Stored data entries:
- Opening Delimiter -

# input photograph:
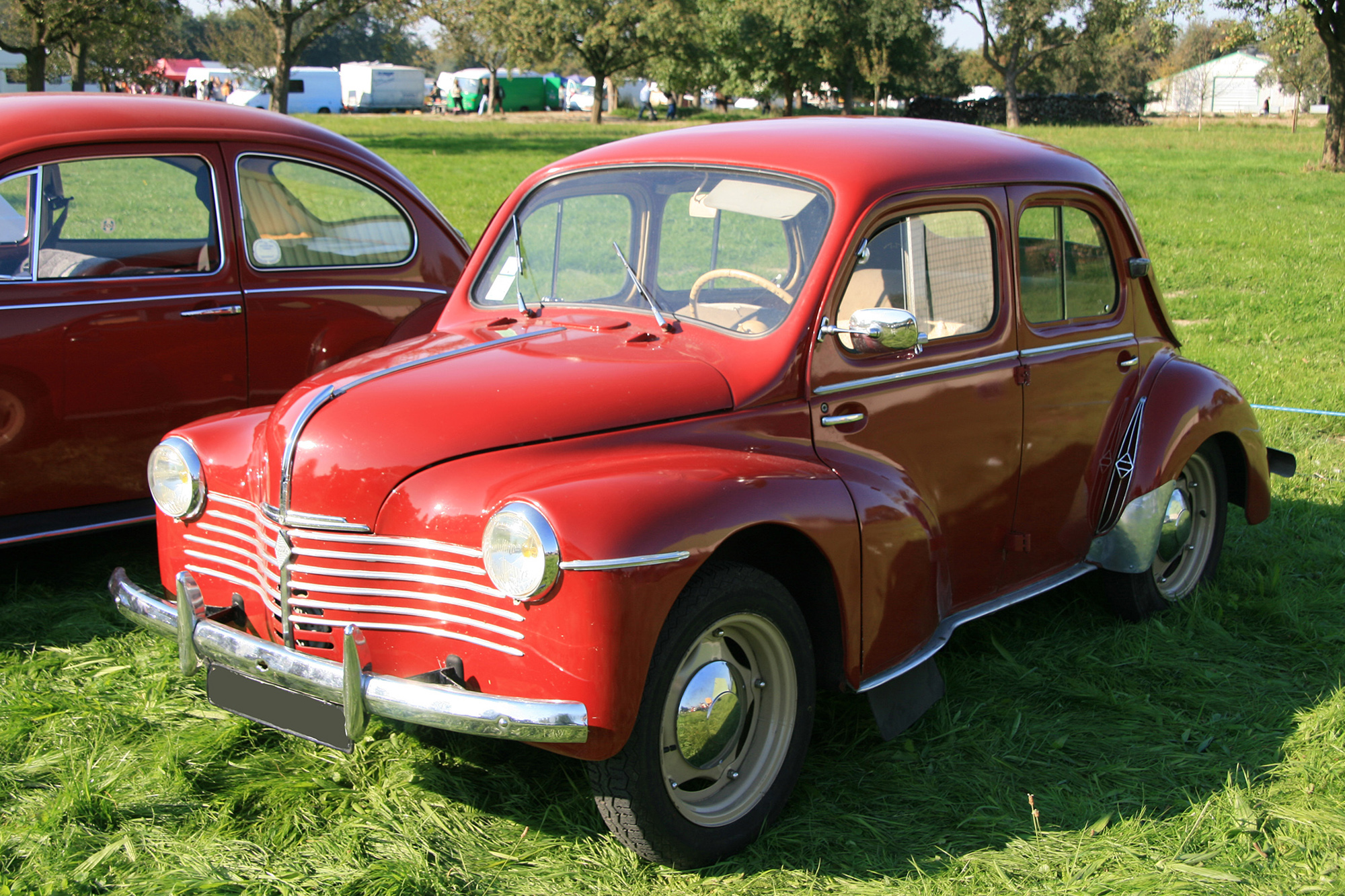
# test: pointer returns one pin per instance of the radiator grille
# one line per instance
(380, 583)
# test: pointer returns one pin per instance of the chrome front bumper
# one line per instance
(553, 721)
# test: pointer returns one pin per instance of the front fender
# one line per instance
(1190, 404)
(657, 490)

- Closing Delimiter -

*REQUIREMENT*:
Print each entry above exactly. The pictures should not be printed.

*TASK RESULT*:
# input photograph:
# test: pointer returns one pin per instance of the radiator grille
# one line per instance
(380, 583)
# test: pointer returns one pin per instance of the chrome front bumper
# one line per instance
(553, 721)
# test: pointer returns one pin per instance of the front fender
# one line per instance
(1190, 404)
(657, 490)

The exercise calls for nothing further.